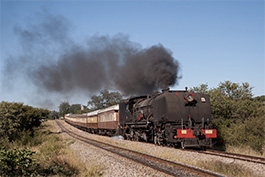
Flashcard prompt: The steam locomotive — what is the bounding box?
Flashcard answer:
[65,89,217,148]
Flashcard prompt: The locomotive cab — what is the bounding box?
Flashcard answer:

* * *

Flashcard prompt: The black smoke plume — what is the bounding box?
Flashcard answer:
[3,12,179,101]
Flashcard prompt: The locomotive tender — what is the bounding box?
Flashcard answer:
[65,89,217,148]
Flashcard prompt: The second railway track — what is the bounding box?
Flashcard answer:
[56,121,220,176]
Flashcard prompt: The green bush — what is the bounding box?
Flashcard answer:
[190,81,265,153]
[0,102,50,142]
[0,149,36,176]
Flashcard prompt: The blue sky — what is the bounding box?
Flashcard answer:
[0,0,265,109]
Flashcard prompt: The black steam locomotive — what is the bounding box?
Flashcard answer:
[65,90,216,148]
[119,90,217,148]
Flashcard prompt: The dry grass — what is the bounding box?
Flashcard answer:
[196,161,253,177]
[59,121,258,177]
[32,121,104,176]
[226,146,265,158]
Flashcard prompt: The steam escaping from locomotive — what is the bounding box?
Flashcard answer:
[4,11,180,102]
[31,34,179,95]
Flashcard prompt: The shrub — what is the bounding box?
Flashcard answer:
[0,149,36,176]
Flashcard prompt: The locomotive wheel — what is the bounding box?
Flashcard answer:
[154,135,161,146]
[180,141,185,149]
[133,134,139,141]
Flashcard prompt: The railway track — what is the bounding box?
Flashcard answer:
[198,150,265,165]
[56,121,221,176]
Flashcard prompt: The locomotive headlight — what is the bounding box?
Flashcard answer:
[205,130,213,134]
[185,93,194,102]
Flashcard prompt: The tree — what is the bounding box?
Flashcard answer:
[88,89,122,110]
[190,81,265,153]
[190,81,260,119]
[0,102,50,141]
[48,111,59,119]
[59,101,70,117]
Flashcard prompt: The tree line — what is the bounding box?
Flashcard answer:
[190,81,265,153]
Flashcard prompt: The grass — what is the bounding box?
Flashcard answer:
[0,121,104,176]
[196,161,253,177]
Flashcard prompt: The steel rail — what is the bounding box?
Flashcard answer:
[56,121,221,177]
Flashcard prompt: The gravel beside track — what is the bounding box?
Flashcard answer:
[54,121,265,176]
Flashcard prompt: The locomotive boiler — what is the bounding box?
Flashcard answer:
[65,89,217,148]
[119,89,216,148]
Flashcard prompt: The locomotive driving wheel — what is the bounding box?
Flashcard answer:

WRITTEN EXERCISE
Return each line in the items above that contains the string "locomotive". Matching is case-sensitive.

EXERCISE SOLUTION
Flashcard prompt: The steam locomotive — what is the bounding box?
Flashcard prompt: The locomotive cab — what is the bounding box?
Flashcard prompt: The locomotive tender — what is the bounding box?
Flashcard prompt: The black steam locomotive — what is the bounding box?
Flashcard prompt: The steam escaping from locomotive — what is the bounding box?
Flashcard prompt: The locomotive wheel — what is the bounding box?
Flashcard prompt: The locomotive headlight — what is the bounding box?
Flashcard prompt: The locomotive boiler — what is the bounding box?
Flashcard prompt: The locomotive driving wheel — what is the bounding box?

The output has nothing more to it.